[Record extracts]:
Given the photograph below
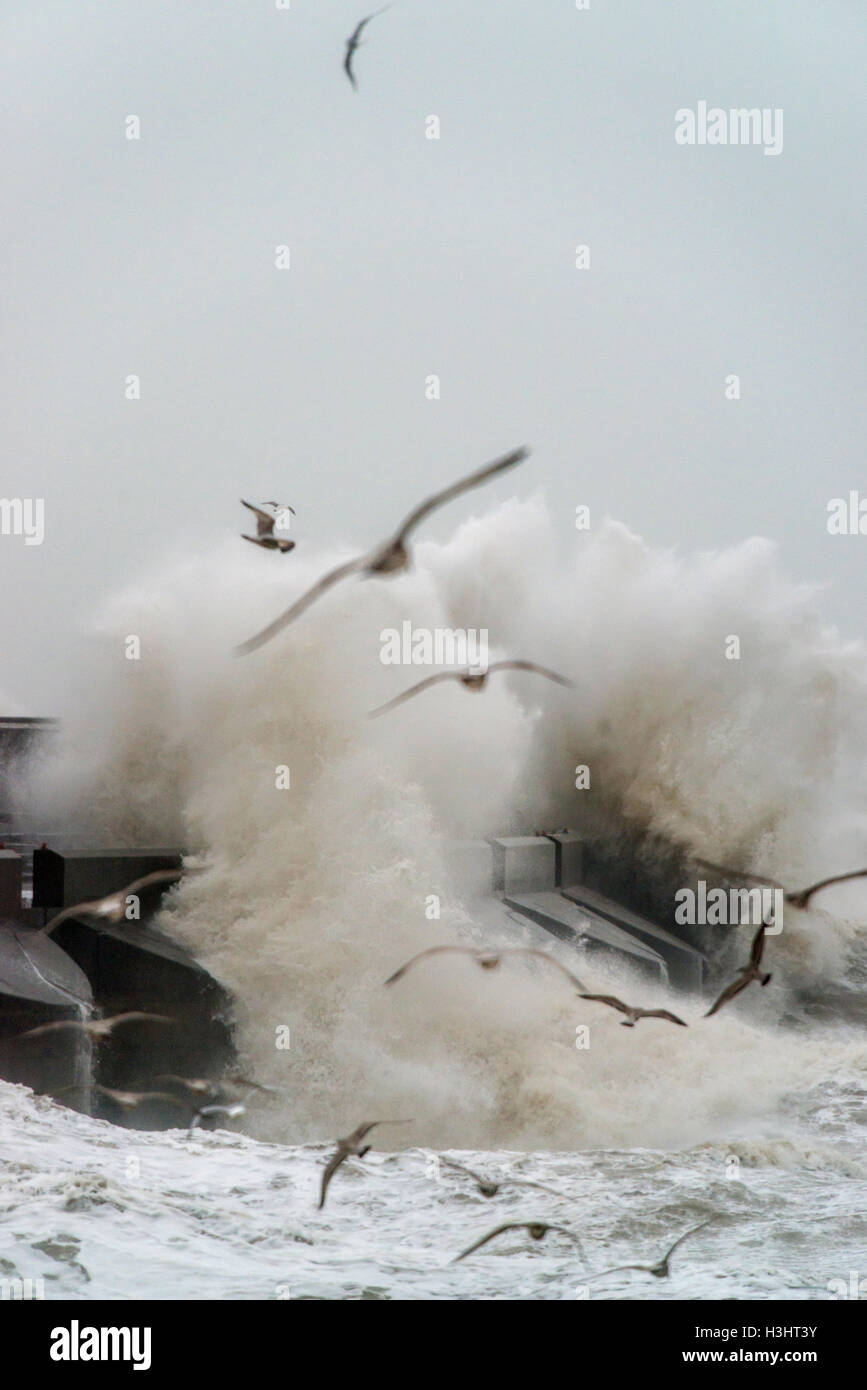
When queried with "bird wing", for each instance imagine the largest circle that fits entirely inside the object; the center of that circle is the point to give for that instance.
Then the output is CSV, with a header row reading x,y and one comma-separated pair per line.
x,y
685,1236
138,1015
609,1000
803,897
78,909
728,994
757,950
409,963
102,906
473,480
264,521
306,599
413,690
531,666
357,1134
662,1014
550,959
491,1235
157,876
334,1162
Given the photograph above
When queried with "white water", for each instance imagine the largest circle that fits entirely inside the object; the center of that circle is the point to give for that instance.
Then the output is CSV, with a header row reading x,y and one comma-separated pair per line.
x,y
310,897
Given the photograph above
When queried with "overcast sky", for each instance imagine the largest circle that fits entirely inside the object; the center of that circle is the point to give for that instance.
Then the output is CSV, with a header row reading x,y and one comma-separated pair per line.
x,y
413,257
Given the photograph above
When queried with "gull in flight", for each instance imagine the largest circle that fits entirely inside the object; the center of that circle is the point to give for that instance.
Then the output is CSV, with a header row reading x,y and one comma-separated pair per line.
x,y
350,1147
264,527
114,904
96,1027
488,961
391,556
660,1269
213,1086
798,900
537,1230
131,1100
354,42
486,1186
745,976
632,1015
470,680
204,1111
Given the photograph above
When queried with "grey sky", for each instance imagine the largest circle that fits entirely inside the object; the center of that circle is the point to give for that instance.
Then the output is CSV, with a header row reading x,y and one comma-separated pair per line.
x,y
414,256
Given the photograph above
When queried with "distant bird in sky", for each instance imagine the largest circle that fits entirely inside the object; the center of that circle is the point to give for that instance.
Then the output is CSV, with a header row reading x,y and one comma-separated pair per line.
x,y
114,905
350,1147
745,976
231,1112
632,1015
660,1269
391,556
802,897
354,42
486,1186
470,680
537,1229
96,1027
488,961
264,527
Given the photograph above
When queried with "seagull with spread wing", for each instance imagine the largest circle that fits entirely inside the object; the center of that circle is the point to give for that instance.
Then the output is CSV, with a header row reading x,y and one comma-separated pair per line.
x,y
660,1269
231,1112
745,976
96,1027
632,1015
113,905
488,959
391,556
486,1186
264,527
354,42
350,1147
470,680
537,1230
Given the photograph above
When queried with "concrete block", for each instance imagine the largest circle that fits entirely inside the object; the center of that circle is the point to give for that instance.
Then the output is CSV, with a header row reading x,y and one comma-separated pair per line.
x,y
11,868
524,863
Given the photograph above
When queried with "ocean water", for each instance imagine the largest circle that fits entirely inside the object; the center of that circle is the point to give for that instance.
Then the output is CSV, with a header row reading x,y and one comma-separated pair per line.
x,y
310,897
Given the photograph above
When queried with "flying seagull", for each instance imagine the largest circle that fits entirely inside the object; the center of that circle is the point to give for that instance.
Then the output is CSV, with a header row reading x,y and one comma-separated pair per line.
x,y
213,1086
264,528
745,976
632,1015
537,1230
354,42
471,680
798,900
114,904
388,558
96,1027
660,1269
352,1146
206,1111
131,1100
488,961
486,1186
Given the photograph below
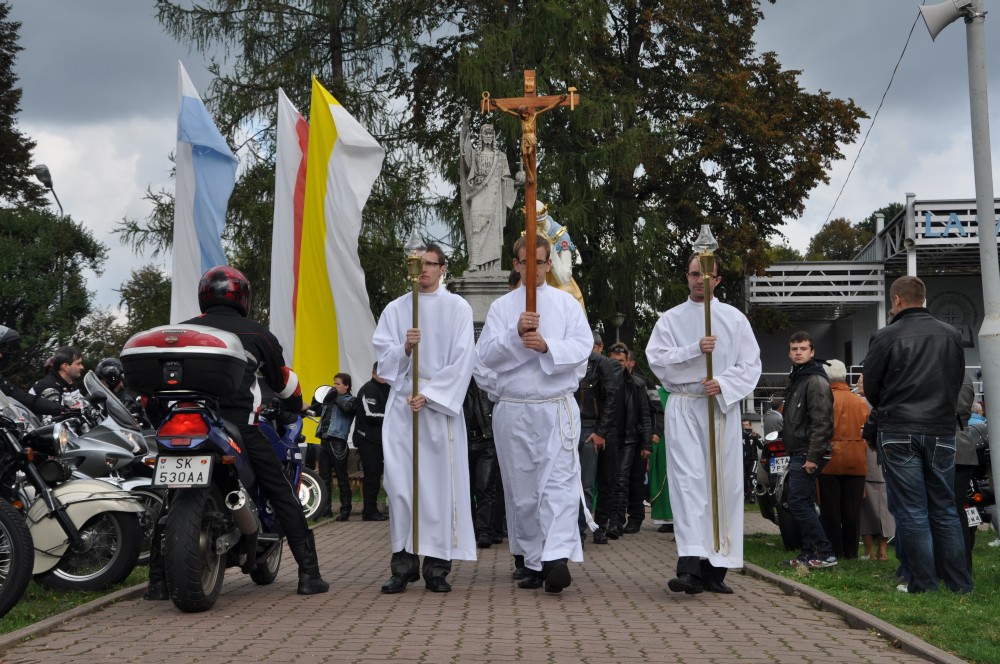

[Given task]:
Locate each line in the data above that contains the word "center", and copy those lines out in full.

[Solution to the problem]:
When queried with "bird wing", for each instance imagine the largest circle that fits entirely inside the object; the center of that circle is the point to give for that instance.
When queried with "white water", for each instance imagine the largest circle that fits entirely inside the object; the center of that circle is the point to give for that instance.
When queried with "overcast sky", for each instance imagine the largest circle that fits entirely inside the object; the center of that circle is the point to give for that instance.
When queried with "gull in flight", for each instance imagine the largest circle that fits entirely inside the object; the center of that circle is the point to give for that instance.
When queried with "grey sky", for each instance imagine the largest circle that fits entirely inside the object; the center of that circle is the point to give for that instance.
When queried with "distant bird in sky", for each instance imagine the largest circle that fits entirely inside the object; the center of that circle is the point to give for that instance.
When queried with "seagull with spread wing", for each instance imagine the largest circle that fits entirely inside the object; the center of that circle is the point to give for that instance.
When queried with "concrete block", for each instance imagine the largest circle that fits entirely inside the object; the center of that circle is the point to give for that instance.
When queried with "ocean water", for each instance imagine the largest circle that fits entirely inside the object; the center of that circle is the point to give for that instance.
When queried with "flying seagull", for each instance imagine the largest circle that fits entirely inside the object; the center of that circle is the point to give for that instance.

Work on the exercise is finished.